Stored items:
——————

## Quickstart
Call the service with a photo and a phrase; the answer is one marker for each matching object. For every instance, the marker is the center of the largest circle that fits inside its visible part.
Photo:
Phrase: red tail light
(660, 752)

——————

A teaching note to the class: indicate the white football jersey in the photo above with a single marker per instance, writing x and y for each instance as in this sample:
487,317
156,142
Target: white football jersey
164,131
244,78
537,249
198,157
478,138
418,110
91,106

——————

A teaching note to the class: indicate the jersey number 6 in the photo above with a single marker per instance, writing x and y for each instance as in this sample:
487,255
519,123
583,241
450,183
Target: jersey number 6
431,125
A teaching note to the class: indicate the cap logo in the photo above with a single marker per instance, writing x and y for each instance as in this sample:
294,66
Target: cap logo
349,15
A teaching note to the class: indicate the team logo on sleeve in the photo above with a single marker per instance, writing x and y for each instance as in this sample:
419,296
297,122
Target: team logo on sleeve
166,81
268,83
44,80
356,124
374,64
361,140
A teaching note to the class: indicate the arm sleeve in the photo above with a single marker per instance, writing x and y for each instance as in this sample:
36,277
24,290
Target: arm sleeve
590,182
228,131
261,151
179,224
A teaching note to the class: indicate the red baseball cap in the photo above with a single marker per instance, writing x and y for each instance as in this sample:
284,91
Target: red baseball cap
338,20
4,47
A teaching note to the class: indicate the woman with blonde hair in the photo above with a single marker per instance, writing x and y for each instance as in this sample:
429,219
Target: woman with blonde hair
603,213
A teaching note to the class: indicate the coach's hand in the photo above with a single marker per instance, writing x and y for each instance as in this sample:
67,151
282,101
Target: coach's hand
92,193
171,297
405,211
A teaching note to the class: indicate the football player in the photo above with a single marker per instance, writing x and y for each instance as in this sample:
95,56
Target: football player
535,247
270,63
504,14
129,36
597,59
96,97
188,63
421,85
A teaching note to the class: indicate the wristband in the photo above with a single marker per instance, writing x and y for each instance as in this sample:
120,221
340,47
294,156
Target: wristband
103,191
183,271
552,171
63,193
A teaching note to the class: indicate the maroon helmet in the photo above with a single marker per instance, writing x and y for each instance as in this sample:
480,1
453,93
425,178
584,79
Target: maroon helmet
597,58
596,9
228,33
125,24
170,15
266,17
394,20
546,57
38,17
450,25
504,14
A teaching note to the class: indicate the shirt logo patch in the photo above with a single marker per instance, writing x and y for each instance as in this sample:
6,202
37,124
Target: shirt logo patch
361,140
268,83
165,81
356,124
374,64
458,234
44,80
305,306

——————

== WORK TO BE COMPLETED ==
How many of the lines above contain the word "sleeve"? Reply with the number alone.

== TASK ANSWER ==
4